When a line of the records below contains the string "head", copy that whole line.

***** Provided information

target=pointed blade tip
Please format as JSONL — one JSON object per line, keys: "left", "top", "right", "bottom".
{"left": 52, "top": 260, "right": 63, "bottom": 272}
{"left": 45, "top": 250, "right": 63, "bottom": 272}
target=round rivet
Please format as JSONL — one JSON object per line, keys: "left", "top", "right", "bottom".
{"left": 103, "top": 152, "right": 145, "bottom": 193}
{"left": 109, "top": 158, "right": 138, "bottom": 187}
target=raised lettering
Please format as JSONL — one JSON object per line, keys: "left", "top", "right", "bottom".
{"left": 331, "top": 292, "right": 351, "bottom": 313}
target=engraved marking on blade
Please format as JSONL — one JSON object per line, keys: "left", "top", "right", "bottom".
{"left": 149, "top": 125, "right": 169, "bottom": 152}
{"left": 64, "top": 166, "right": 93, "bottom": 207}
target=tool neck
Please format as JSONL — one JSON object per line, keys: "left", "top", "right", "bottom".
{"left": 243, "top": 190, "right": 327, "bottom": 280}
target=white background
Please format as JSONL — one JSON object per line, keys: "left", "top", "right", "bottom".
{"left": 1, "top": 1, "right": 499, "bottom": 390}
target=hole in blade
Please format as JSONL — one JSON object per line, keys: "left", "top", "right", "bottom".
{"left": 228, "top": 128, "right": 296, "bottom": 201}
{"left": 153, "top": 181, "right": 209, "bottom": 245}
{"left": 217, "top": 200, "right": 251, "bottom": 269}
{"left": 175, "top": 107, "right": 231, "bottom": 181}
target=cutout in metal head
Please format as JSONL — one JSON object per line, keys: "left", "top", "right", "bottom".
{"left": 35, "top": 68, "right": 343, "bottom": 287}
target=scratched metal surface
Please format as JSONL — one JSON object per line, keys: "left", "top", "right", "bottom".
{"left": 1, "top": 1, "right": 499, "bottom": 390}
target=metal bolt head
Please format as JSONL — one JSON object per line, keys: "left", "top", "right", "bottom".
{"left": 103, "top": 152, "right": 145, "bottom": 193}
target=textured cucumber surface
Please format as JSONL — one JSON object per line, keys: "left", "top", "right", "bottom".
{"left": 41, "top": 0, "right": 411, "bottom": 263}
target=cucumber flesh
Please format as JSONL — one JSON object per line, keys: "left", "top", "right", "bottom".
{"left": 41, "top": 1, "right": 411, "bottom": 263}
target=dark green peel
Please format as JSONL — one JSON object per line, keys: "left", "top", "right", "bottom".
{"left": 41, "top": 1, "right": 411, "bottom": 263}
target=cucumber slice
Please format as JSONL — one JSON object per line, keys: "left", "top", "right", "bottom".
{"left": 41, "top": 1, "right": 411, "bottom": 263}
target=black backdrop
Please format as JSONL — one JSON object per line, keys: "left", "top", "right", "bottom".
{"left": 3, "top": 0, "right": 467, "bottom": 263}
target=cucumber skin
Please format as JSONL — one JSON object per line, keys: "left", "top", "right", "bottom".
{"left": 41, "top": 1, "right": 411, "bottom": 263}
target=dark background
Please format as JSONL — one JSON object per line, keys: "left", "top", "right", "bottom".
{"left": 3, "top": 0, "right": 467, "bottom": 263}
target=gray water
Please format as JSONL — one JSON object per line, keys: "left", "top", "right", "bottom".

**********

Result -
target=cutout in metal head
target=metal bolt head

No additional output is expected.